- [Task to complete] Whenever "kart" occurs in a line of the material, list that line.

- [Material for the task]
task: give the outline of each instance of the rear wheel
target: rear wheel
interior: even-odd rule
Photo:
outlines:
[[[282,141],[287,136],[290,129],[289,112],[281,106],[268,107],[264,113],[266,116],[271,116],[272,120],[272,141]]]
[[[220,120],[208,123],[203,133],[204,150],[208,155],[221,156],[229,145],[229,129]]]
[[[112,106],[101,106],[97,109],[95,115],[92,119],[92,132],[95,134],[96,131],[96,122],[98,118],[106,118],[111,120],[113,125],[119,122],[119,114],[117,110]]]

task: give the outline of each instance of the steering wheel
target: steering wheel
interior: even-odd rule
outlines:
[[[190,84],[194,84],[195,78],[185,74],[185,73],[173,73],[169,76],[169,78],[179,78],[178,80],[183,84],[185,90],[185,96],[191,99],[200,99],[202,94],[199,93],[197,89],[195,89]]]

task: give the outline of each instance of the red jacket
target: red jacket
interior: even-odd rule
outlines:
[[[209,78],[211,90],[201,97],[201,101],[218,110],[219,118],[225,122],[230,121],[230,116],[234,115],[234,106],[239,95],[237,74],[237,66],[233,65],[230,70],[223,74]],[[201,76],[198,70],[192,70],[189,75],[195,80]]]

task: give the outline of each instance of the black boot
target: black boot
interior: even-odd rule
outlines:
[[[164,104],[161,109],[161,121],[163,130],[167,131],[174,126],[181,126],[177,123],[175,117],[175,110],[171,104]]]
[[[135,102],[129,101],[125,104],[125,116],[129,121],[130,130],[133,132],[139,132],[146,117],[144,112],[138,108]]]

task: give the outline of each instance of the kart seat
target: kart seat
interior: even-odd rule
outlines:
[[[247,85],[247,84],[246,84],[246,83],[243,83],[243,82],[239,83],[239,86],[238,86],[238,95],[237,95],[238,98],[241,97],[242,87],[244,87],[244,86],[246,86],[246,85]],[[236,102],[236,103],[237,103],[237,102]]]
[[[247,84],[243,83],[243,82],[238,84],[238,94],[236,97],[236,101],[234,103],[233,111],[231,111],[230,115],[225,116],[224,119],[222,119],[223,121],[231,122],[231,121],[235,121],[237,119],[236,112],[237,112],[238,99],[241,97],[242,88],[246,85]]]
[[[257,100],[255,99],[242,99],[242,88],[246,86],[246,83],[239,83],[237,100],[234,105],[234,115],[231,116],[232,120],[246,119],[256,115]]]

- [Response to this exercise]
task: give the outline of each instance of the kart seat
target: kart seat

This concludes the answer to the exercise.